#### [Série d'exercices]
a – D'après la critique du film Us, depuis quelle date ce film est-il en salle ?
b – Rédigez la suite de la critique du film Us en reprenant juste après son dernier paragraphe.

#### [Document]
****************

Translate

dimanche 31 mars 2019

Critique - Us [AVEC SPOILERS]




Note : 3,5/5

Ma dernière critique en date était celle des Crimes de Grindelwald et après avoir fait mon retour sur YouTube à travers une vidéo théories sur Avengers : Endgame (que vous pouvez retrouver >> ICI <<), il était grand temps que je revienne sur le blog ! Il se trouve que le deuxième long-métrage de Jordan Peele, Us (en salle depuis le 20 mars 2019), après l’excellent Get Out (que j’avais traité >> ICI <<), m’a suffisamment inspiré pour en faire un article. Vous êtes prêts ? Eh bien allons-y !

Le proverbe est bien connu, après un premier succès le plus difficile est de le confirmer avec le film suivant. Ce deuxième long-métrage était attendu au tournant. La première chose que je souhaite dire à propos de Us c’est qu’il ne s’agit pas d’un film d’horreur habituel avec des jump scare à tout va… Ce film est davantage angoissant qu’horrifique. Et l’angoisse de Us résulte bien sûr dans la situation malaisante – si je puis dire – dans laquelle les personnages principaux se retrouvent. On ne peut s’empêcher de nous imaginer à leur place, nous demandant comment nous réagirions et c’est de là que naît tout le malaise et toute l’angoisse que propose Us. Finalement, c’est un peu comme dans Get Out à ceci près qu’au travers de ce premier film, nous pouvions sursauter et avoir « vraiment » peur. Jordan Peele a souhaité ici traiter une toute autre forme de peur. Cela est totalement réussi – à mon sens – et je pense que le cinéaste est l’avenir du genre horrifique. Dans ma critique sur Get Out, j’avais précisé que le réalisateur jouait avec les codes du film d’horreur traditionnel en les réactualisant pour nous surprendre. Il en sera de même ici.

Cette critique comportera quelques spoilers, d’un point de vue analytique car l’intrigue repose sur plusieurs niveaux d’analyses qui me semble important à traiter. D’autre part, il paraît compliqué pour un film comme celui-ci de le critiquer sans ne rien dévoiler.

****************

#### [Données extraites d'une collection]
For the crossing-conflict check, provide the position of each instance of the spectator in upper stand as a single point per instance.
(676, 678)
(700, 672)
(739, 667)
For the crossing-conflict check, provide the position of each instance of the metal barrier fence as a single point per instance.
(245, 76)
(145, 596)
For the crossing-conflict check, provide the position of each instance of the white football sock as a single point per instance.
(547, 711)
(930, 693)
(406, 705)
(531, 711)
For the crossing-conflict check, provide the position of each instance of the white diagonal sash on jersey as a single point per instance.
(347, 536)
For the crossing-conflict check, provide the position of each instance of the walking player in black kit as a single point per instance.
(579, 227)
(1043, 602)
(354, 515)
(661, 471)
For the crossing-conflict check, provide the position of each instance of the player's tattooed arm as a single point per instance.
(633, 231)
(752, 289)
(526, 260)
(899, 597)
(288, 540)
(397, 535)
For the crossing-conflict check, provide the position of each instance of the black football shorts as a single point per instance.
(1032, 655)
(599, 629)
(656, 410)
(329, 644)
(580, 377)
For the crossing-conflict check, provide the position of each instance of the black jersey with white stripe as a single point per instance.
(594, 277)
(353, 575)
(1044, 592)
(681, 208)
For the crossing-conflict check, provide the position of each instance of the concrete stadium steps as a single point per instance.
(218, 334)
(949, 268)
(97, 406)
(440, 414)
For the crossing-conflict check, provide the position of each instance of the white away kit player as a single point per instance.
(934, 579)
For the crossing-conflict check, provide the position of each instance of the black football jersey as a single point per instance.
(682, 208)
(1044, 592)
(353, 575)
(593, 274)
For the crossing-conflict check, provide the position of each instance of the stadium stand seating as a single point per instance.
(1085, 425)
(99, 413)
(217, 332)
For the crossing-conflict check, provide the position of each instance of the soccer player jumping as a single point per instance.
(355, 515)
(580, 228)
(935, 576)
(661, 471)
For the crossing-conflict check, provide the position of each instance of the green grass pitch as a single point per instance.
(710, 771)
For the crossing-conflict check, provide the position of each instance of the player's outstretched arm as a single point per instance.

****************

#### [Les réponses]
a – Depuis le 20 mars 2019.

b –
Synopsis : De retour dans sa maison d’enfance, à Santa Cruz sur la côte Californienne, Adelaïde Wilson a décidé de passer des vacances de rêves avec son mari Gabe et leurs deux enfants : Zora et Jason. Un traumatisme aussi mystérieux qu’irrésolu refait surface suite à une série d’étranges coïncidences qui déclenchent la paranoïa de cette mère de famille de plus en plus persuadée qu’un terrible malheur va s’abattre sur ceux qu’elle aime. Après une journée tendue à la plage avec leurs amis les Tyler, les Wilson rentrent enfin à la maison où ils découvrent quatre personnes se tenant la main dans leur allée. Ils vont alors affronter le plus terrifiant et inattendu des adversaires : leurs propres doubles.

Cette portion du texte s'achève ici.